## TASK
Please find every line in the rows below that contains the word "wall", and copy each of those lines in full.

## STORED ROWS
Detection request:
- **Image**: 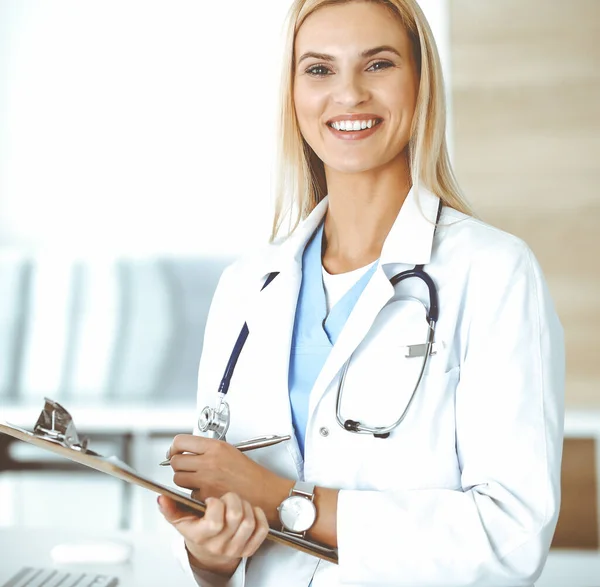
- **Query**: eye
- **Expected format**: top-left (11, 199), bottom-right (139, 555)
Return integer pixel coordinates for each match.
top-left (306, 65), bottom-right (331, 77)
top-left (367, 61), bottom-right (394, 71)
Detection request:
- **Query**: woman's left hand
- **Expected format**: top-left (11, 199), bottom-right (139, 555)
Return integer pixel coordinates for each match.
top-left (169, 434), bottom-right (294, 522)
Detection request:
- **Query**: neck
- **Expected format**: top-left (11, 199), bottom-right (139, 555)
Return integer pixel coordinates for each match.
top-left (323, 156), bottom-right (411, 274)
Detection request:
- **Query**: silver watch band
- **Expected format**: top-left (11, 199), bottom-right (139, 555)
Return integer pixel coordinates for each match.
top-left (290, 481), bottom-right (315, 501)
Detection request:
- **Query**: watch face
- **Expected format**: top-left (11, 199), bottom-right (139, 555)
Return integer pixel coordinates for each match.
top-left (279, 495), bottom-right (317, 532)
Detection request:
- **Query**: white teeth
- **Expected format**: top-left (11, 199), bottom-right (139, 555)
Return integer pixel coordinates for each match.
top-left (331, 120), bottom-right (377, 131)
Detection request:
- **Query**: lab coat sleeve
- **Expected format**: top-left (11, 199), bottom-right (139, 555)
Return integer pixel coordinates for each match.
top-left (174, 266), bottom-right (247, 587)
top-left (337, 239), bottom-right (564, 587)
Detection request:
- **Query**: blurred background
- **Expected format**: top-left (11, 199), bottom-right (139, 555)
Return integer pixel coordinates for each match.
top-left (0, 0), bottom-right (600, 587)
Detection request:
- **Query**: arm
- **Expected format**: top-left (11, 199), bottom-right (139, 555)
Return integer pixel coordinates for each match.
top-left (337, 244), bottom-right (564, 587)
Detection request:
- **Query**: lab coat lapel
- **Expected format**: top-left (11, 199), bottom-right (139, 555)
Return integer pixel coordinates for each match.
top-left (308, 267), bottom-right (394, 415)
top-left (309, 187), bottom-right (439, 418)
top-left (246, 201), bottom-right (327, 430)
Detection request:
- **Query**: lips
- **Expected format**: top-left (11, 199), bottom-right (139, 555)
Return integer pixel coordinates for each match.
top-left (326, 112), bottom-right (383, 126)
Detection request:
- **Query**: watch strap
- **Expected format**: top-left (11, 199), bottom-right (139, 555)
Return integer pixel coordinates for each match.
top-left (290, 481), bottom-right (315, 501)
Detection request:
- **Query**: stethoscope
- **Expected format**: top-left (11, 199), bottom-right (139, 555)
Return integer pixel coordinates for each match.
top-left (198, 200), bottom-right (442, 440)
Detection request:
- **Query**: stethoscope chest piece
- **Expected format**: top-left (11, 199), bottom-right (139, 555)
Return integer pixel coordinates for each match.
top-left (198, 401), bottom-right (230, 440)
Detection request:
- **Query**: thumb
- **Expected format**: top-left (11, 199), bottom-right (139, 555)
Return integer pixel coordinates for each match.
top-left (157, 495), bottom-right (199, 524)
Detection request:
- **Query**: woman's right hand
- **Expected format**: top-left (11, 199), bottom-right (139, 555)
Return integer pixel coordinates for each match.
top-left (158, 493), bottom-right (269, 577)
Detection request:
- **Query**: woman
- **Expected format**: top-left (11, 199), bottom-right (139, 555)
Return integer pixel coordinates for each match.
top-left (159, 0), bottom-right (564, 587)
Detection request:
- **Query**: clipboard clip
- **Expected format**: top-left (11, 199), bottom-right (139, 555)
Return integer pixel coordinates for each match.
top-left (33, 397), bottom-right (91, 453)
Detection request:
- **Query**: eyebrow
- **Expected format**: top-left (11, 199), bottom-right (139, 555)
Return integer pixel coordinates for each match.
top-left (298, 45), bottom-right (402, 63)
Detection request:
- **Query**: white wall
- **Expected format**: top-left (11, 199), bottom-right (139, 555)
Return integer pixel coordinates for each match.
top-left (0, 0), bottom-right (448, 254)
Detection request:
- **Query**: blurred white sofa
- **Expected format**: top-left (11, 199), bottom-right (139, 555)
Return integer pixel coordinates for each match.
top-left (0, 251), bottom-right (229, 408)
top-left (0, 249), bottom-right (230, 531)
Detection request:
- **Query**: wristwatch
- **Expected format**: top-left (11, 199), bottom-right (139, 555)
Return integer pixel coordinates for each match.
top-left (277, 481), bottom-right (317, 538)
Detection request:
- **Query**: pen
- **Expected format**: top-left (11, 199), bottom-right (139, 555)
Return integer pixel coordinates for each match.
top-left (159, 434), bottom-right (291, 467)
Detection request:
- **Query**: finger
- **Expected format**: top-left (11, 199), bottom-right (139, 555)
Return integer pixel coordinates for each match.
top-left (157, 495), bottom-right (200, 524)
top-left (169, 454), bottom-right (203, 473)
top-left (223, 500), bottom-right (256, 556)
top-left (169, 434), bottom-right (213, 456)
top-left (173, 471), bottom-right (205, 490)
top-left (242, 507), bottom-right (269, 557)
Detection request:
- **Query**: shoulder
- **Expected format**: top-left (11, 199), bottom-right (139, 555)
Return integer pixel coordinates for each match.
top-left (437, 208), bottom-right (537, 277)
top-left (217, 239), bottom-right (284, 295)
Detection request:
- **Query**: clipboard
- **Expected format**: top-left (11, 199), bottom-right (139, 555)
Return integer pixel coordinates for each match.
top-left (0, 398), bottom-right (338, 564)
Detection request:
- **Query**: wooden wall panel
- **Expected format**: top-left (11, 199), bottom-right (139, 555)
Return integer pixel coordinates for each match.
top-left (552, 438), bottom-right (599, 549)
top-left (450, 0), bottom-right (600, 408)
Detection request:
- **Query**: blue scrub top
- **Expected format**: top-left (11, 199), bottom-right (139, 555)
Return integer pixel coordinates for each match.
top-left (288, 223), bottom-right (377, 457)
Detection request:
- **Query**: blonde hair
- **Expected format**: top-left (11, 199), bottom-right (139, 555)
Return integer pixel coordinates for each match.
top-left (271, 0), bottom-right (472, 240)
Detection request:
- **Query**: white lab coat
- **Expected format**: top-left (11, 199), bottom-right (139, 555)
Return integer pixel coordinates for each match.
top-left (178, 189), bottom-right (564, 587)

==

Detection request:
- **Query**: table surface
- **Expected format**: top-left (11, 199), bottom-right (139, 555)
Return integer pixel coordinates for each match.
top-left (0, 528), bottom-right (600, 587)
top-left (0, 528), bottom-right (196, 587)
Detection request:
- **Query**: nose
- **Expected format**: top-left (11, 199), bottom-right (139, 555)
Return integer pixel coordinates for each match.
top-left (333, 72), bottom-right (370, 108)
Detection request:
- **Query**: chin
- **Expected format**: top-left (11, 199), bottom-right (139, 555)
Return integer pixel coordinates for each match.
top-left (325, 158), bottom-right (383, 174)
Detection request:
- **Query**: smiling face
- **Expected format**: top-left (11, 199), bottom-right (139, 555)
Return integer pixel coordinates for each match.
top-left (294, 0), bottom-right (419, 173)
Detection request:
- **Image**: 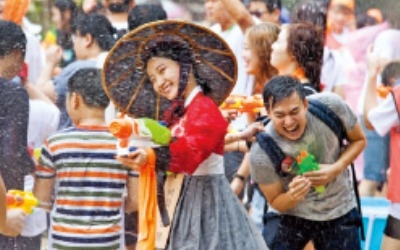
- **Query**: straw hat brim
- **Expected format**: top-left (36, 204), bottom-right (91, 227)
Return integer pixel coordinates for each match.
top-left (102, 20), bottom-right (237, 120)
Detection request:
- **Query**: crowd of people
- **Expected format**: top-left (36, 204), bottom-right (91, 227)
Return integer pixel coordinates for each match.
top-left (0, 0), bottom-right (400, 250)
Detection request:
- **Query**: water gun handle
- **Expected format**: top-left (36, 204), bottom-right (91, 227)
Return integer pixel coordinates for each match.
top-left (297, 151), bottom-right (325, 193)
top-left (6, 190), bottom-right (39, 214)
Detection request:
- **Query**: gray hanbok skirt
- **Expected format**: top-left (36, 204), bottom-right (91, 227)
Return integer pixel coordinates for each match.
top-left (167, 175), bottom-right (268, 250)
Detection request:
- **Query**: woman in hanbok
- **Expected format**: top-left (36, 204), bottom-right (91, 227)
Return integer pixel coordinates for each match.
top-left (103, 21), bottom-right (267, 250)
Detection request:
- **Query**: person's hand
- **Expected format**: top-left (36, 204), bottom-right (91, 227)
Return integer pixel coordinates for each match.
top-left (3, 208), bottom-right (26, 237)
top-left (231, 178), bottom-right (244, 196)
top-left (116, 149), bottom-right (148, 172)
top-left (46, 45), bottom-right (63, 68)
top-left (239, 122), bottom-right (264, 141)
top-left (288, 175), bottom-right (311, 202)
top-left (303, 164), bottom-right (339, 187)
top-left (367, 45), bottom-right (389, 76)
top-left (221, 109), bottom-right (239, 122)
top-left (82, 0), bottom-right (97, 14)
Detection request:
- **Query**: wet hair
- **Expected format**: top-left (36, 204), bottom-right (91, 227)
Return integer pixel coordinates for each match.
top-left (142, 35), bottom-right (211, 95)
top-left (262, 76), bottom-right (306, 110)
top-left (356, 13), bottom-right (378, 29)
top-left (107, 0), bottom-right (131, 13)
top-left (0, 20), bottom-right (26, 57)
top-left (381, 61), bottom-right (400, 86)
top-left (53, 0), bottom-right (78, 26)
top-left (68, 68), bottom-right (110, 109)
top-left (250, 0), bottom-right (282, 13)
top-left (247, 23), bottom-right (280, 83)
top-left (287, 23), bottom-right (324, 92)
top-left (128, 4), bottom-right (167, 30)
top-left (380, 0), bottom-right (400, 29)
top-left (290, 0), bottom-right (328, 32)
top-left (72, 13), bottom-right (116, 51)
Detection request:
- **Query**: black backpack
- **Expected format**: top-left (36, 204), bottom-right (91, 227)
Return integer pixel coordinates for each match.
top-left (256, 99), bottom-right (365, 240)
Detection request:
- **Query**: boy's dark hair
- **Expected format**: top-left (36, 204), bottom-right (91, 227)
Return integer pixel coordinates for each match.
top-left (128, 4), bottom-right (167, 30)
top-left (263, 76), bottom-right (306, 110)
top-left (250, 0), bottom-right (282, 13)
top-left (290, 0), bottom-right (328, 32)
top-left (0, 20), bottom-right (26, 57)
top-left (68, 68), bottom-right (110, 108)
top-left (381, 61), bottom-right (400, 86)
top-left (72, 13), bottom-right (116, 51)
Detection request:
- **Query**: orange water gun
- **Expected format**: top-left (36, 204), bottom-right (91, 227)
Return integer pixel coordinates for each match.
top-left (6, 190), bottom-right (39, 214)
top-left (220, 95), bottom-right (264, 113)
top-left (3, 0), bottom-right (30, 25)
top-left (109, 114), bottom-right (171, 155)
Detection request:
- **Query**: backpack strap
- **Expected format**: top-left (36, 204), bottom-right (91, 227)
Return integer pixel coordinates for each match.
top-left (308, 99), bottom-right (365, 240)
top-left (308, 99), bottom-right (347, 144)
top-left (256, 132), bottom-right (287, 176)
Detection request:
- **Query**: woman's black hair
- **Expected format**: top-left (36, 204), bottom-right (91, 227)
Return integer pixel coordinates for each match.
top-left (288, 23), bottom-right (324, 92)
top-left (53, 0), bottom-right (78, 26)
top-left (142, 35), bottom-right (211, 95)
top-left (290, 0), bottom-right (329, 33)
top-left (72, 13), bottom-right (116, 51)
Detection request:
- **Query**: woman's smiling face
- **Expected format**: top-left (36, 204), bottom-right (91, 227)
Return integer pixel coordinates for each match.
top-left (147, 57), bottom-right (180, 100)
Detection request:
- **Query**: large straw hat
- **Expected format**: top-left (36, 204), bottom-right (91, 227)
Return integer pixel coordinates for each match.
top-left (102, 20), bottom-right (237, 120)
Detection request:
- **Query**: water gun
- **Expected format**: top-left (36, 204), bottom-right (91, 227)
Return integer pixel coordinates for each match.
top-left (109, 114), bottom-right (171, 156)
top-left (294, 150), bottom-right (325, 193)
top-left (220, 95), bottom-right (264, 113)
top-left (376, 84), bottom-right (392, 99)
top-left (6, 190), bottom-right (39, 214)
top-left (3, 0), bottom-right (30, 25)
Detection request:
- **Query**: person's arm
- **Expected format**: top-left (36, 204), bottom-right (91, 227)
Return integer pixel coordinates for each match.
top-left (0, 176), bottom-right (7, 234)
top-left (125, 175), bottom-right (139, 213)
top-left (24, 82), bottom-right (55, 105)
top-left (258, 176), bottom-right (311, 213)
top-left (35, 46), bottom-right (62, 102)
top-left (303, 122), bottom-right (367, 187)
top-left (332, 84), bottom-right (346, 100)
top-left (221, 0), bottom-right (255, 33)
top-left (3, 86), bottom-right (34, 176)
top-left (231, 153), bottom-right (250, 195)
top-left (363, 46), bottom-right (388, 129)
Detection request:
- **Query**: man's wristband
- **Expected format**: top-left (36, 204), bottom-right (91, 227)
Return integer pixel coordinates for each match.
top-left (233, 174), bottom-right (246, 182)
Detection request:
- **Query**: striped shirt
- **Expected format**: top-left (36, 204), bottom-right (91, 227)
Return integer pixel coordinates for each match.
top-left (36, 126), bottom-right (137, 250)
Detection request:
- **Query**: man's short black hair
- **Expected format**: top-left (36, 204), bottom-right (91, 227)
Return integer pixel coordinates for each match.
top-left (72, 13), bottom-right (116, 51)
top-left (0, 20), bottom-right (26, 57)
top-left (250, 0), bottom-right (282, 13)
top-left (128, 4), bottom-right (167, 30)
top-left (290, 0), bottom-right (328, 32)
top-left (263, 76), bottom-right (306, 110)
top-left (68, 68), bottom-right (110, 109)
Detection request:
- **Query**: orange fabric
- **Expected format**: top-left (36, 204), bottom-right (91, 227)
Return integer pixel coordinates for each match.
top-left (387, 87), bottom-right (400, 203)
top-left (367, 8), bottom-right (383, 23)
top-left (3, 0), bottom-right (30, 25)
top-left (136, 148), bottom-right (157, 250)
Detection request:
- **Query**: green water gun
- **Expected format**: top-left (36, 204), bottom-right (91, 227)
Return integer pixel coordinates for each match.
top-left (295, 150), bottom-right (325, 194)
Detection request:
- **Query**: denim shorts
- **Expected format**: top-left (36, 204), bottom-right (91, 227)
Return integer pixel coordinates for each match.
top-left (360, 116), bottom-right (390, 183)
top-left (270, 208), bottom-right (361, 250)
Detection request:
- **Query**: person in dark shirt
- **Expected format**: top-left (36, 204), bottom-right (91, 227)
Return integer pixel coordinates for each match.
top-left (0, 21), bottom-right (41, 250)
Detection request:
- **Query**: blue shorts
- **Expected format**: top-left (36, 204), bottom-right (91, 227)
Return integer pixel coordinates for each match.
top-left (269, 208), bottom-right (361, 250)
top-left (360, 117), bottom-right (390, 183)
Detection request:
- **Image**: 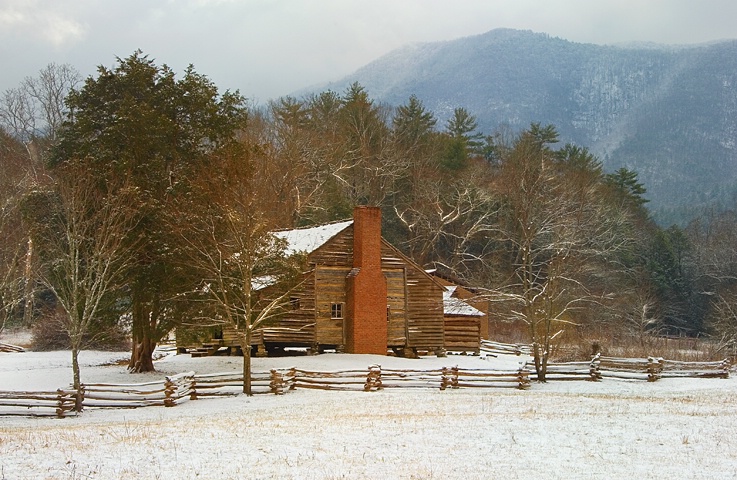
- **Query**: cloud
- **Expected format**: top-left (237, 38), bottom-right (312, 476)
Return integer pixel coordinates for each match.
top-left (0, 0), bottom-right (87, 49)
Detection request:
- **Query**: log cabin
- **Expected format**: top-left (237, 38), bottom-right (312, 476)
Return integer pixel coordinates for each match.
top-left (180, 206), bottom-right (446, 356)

--

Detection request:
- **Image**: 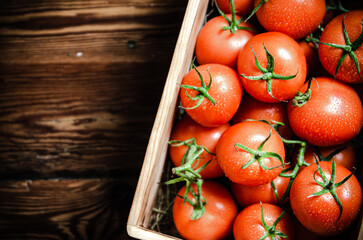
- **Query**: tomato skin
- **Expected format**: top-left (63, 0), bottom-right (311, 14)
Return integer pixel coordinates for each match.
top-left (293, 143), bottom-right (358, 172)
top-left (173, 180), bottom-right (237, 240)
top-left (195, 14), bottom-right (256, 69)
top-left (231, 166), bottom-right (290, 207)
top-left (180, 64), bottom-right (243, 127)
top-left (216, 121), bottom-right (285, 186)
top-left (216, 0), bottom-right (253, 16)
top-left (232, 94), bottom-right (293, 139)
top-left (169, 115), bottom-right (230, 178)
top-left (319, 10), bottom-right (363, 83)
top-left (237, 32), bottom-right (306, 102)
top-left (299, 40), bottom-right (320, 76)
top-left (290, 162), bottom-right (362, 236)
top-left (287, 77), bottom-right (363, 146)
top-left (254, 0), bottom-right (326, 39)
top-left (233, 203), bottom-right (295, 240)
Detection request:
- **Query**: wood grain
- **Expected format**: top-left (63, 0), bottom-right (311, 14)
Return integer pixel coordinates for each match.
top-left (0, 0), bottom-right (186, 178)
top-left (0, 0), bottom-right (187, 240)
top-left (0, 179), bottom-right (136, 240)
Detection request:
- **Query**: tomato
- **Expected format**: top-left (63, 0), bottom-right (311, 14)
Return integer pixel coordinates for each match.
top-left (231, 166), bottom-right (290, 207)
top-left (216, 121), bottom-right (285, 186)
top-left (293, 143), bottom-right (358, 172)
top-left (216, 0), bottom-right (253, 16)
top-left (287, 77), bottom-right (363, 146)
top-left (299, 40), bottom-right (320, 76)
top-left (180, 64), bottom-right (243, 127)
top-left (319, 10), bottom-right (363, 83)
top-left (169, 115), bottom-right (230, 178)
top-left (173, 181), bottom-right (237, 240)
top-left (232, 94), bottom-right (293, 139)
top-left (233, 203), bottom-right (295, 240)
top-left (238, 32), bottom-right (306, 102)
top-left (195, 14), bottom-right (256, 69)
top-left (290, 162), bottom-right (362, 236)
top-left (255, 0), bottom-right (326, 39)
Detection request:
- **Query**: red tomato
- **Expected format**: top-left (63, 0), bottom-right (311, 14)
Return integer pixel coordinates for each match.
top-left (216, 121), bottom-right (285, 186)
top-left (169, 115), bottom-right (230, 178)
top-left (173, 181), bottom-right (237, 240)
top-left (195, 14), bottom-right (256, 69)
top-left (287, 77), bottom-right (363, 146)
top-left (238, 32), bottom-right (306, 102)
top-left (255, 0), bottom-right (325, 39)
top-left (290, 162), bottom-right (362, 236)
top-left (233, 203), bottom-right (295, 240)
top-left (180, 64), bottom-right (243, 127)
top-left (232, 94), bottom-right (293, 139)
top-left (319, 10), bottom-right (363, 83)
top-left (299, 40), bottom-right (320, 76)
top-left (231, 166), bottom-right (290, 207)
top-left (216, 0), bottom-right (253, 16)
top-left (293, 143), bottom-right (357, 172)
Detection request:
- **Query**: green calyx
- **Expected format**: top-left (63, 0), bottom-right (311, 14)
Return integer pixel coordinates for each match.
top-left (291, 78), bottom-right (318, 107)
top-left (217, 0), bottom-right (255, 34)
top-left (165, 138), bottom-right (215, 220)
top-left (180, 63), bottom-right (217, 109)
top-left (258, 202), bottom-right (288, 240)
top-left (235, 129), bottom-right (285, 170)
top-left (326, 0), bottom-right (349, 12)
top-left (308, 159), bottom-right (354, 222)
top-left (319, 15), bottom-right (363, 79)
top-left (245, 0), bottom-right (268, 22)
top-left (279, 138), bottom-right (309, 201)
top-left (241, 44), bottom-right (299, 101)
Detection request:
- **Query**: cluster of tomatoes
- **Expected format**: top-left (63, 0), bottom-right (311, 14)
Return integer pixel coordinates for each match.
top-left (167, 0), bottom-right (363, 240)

## SOLUTION FOR THIS PROBLEM
- **Query**: white wall
- **Query**: wooden wall panel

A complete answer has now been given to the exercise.